Excerpts of location labeling data
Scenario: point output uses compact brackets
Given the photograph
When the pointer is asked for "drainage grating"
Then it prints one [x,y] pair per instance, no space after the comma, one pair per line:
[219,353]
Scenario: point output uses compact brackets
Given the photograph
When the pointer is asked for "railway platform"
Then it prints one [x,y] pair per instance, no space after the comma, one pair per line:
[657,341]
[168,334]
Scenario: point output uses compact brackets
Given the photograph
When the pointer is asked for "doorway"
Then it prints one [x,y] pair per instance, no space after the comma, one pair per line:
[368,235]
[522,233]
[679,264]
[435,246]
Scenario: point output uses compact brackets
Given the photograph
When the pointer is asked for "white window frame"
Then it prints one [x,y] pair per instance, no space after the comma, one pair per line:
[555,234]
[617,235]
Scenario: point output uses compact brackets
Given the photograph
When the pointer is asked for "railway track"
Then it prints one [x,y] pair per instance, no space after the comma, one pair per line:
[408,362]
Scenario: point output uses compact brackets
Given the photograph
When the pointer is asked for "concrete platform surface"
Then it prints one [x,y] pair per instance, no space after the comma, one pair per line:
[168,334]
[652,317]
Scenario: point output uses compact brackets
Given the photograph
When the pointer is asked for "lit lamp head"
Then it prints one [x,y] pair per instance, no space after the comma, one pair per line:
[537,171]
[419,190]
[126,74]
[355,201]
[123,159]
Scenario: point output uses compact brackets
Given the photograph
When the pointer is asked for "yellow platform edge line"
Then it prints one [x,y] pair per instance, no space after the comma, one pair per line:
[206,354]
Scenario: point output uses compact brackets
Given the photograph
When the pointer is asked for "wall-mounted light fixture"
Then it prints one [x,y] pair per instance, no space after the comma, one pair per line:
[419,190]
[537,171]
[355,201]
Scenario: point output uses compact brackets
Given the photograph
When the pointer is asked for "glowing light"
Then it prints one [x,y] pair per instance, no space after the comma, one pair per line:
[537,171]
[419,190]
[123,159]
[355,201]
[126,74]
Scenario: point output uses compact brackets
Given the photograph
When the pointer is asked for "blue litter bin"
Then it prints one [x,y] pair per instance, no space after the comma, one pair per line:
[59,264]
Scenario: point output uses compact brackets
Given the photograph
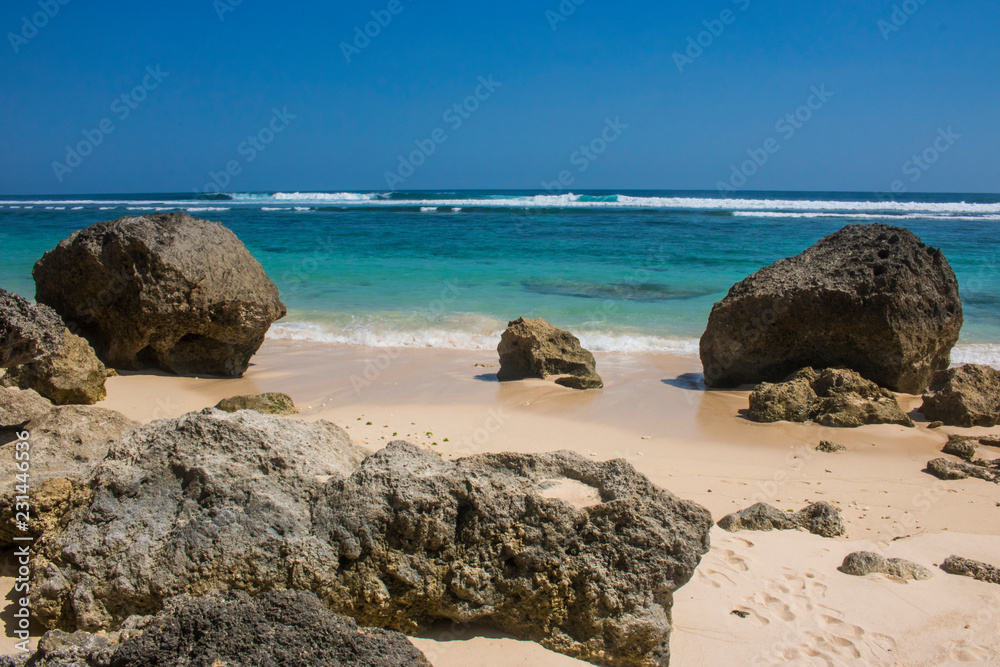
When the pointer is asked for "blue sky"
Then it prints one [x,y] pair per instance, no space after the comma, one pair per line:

TO DO → Set each line of the records down exactly, leaving every picture out.

ANSWER TO THIS EXERCISE →
Scenario: point output uses compact brackets
Given the photograph
When the pointer is asked for "drainage grating"
Then it prints one [x,y] pair per instance, no space after the comma, one pair per line:
[219,353]
Scenario: point output uses compact brackets
Given the photograph
When the pointer is asked for "railway platform"
Then it prints one [x,y] pair per instance, no space after the comma, one pair per line:
[657,341]
[168,334]
Scenario: point output uses compact brackets
Given the photograph
When the pointer is asked for "doorway"
Then it prints one [x,y] pair per instance, no space after the comma, one pair per line:
[368,235]
[522,233]
[679,264]
[435,246]
Scenario: point output uses compact brackets
Given the photograph
When the pointer is asked for "white window frame"
Then it prints one [x,y] pair per instance, no space after the comma, one pair per line:
[555,234]
[617,235]
Scenario: point output uses compact brackets
Given the photograph
When the pointer is asked for "railway track"
Then it prints one [x,y] pair per instance, no space after the comma, one pair per line:
[408,362]
Scenario: point output uses compact brackets
Given the photograph
When the pointer is asked for "concrete platform surface"
Then it prints one [x,y] pair per instance, no space after the comma, one pair per line:
[168,334]
[652,317]
Scenario: point output uses compact brackets
Given the photograph
When the pointer is asked for "lit lamp head"
Then it prints one [x,y] pair per instance, no space after the comma, one pair per line:
[537,171]
[419,190]
[126,74]
[355,201]
[123,159]
Scenario: point output uses compact brackets
Given the photograph
When the pointer is asked for "yellow platform edge line"
Then it prints one [x,y] pair per instance, no space after the comma, one pair per line:
[206,354]
Scenario: point output uses compact brackets
Given the photograph
When the pointer is asked for "wall-mounted light fixture"
Then it prints one [x,y] pair per instance, no space after the comma, one pair per line:
[419,190]
[537,171]
[355,201]
Scenario: point output uses compact brackets
Given the photograph
When the pointer is asked for "glowing light"
Then it prints one [x,y] pair per instance, no space after the comma, one pair per line:
[537,171]
[419,190]
[123,159]
[355,201]
[126,74]
Scenario: point output uses compact brackets
Given the photograph
When the pointer is asked for "blue litter bin"
Then it prints one [x,y] pair per instance, no space after the comma, one pair per line:
[59,264]
Scenario: point output uses compact brackets
Given the photograph
When the pointer is asked for "blue sky"
Then it prints one [x,y] pair per instance, no space after the comma, one pair per line:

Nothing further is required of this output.